BEGIN INFORMATION PROVIDED

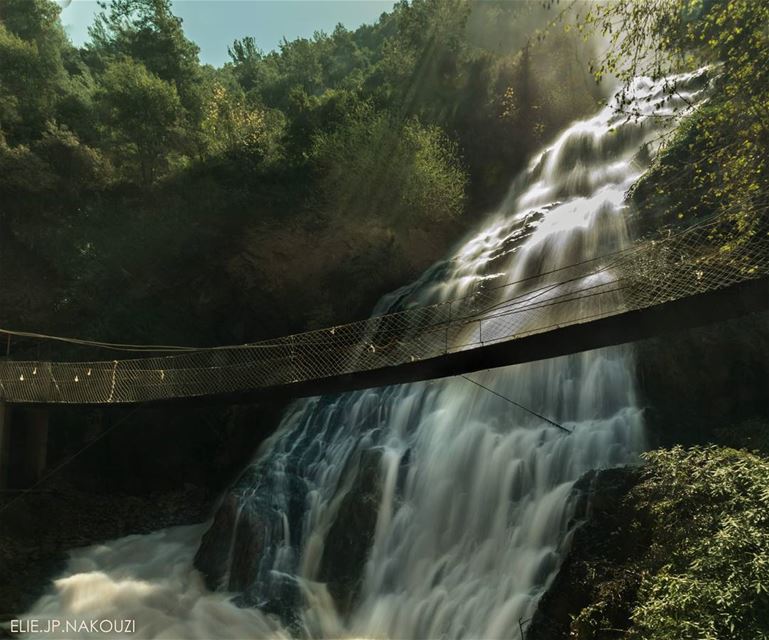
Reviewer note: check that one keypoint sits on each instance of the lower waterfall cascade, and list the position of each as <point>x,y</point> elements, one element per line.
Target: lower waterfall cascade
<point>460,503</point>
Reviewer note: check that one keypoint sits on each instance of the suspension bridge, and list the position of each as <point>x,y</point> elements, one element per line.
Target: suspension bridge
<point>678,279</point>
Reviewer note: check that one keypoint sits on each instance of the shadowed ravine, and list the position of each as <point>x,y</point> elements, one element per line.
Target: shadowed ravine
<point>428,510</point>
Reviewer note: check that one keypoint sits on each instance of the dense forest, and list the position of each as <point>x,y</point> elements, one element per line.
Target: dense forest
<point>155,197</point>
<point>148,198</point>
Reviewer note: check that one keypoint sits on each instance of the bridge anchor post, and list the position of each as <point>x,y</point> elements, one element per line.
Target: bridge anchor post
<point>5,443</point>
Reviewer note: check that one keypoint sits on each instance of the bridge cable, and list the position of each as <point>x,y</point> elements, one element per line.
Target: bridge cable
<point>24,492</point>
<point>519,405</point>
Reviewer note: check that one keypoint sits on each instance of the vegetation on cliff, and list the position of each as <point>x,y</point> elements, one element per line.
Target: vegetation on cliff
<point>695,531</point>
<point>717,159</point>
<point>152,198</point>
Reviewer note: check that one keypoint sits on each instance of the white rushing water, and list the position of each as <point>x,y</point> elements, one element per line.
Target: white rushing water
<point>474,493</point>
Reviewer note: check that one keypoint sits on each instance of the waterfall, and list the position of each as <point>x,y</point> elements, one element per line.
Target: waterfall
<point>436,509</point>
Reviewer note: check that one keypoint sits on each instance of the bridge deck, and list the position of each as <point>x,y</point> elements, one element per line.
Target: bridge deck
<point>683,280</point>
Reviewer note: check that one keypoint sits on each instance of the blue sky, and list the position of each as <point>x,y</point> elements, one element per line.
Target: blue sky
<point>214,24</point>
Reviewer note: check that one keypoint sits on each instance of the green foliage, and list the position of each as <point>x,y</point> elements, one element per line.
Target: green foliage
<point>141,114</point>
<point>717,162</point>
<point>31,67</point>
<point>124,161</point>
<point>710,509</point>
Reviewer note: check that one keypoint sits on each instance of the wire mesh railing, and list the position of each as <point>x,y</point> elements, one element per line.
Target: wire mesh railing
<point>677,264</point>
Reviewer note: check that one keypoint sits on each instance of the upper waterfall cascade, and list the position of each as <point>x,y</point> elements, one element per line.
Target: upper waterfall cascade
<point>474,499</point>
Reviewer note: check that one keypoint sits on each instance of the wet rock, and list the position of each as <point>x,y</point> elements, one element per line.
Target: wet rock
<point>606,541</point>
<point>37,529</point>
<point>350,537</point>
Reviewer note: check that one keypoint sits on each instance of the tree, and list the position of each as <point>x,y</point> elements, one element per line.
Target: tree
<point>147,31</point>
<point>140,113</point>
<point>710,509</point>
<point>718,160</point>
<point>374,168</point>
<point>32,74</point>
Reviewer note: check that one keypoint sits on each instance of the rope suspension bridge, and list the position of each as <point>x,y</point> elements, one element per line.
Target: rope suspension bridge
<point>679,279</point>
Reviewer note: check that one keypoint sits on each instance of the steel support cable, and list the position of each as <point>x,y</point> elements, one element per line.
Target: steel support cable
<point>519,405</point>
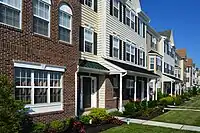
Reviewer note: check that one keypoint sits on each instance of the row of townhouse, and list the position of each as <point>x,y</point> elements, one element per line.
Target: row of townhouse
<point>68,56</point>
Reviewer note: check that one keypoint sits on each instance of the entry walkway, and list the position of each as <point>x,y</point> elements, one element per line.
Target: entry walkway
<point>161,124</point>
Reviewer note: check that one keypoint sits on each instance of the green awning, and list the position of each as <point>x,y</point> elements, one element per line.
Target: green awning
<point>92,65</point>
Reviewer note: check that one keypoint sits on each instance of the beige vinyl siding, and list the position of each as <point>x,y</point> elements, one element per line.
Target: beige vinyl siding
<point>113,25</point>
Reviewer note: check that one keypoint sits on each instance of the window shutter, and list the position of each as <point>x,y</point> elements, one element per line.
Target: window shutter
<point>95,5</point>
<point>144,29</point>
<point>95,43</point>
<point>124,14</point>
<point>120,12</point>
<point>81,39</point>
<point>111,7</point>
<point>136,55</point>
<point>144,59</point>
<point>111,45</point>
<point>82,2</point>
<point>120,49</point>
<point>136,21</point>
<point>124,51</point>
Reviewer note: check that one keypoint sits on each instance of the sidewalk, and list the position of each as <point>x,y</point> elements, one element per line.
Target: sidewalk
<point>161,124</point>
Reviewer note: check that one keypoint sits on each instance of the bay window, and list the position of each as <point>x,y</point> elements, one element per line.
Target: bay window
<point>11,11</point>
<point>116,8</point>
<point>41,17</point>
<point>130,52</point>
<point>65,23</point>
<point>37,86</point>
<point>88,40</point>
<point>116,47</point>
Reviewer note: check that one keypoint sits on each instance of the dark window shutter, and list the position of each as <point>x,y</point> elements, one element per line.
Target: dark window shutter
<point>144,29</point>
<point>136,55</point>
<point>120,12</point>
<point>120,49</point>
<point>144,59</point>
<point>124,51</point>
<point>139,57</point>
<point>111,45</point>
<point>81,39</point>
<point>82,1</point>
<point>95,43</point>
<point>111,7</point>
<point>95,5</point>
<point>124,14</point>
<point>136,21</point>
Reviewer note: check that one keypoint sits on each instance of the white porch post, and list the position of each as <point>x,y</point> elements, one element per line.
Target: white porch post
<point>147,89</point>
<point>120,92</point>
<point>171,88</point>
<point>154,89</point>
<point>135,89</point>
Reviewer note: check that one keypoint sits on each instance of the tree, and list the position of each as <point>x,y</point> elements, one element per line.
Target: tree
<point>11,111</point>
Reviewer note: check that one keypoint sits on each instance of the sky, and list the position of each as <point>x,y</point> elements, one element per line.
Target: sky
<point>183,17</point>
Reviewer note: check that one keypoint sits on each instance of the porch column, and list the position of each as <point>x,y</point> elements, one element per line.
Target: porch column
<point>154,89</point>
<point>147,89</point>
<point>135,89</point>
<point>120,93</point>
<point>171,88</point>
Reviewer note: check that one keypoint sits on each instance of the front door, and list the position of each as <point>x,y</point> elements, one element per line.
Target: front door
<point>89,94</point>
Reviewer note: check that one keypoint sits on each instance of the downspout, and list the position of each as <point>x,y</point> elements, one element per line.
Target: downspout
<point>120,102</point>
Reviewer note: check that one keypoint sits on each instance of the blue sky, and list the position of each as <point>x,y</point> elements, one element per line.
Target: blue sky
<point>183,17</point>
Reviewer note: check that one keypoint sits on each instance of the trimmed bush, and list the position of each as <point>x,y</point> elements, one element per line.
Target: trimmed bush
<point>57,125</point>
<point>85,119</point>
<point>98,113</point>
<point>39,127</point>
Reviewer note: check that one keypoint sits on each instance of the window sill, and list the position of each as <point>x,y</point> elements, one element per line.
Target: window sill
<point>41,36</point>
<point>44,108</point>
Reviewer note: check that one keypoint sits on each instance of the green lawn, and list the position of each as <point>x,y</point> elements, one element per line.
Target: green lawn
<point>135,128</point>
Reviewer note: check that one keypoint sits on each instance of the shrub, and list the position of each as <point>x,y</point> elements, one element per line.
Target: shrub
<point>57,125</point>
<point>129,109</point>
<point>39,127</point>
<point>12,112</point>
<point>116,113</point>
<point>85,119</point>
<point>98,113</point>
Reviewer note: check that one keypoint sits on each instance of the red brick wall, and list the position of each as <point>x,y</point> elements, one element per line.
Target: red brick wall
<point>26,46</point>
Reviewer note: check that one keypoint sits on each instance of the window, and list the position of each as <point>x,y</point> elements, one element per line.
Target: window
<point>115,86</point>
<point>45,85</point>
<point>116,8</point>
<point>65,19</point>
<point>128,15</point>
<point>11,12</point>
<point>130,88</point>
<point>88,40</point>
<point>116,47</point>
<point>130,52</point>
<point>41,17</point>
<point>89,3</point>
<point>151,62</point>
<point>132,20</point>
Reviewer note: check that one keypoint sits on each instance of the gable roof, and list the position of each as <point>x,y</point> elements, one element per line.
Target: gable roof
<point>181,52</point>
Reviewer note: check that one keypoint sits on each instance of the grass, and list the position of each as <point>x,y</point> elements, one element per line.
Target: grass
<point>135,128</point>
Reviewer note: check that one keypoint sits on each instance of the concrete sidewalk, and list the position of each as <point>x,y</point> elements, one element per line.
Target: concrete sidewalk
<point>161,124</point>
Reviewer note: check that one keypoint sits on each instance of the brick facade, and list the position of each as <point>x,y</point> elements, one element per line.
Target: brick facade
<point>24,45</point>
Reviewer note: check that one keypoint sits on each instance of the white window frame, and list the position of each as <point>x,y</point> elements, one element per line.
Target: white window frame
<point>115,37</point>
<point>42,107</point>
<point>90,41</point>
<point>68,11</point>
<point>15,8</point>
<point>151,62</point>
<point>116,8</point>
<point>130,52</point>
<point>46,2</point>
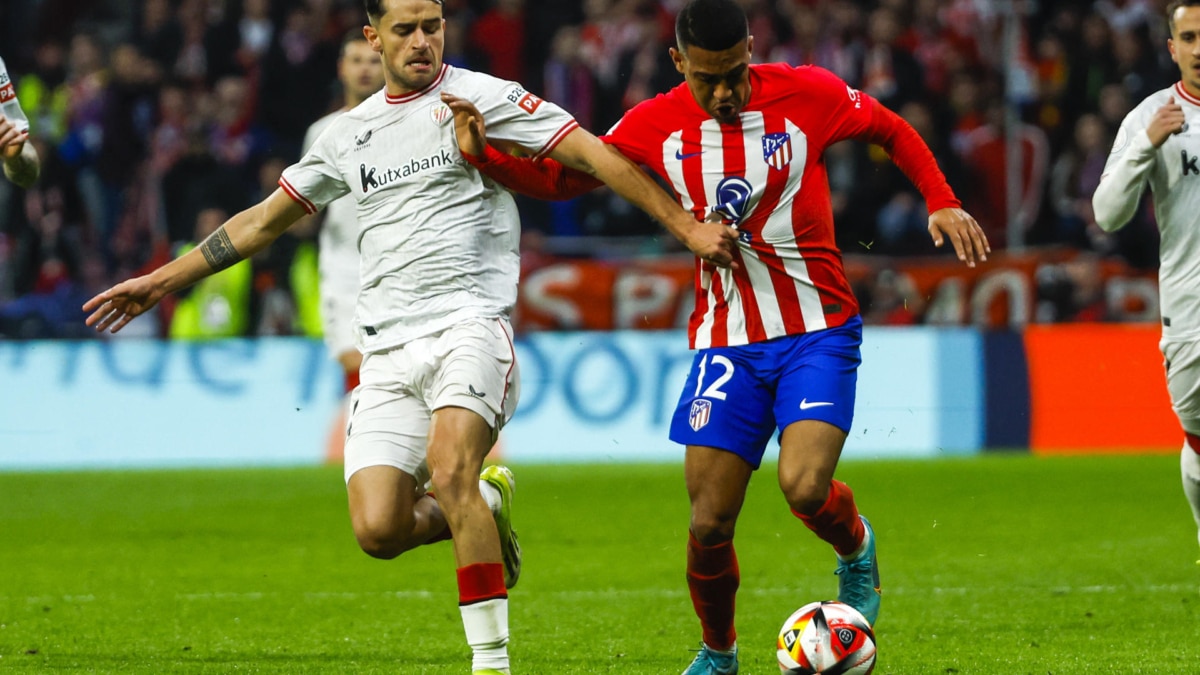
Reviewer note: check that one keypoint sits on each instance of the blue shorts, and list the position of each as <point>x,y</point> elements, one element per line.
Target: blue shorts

END INFORMATION PROVIDED

PROBLEM TO SOLVE
Pictures are to be left out; the lines from the start of the records above through the line holding "of the dense" are to be returned exactly.

ANSWER BELOW
Reviewer note: check that one keypoint sits on each instance of the lower waterfall cascade, and list the position of each as <point>x,y</point> elements, one element per line.
Target: lower waterfall cascade
<point>460,503</point>
Reviewer note: check that one keypoint sits on each instance of the suspension bridge, and list the position of each as <point>x,y</point> elements, one element per line.
Target: suspension bridge
<point>678,279</point>
Reviewer note: check that one keypoint sits on each instance of the shadowed ravine, and list the position of each as <point>x,y</point> elements, one element per line.
Target: shadowed ravine
<point>428,510</point>
Reviewer note: check that one keypoint sits on each instance of the dense forest, and list the position of each as <point>x,y</point> elements, one element per line.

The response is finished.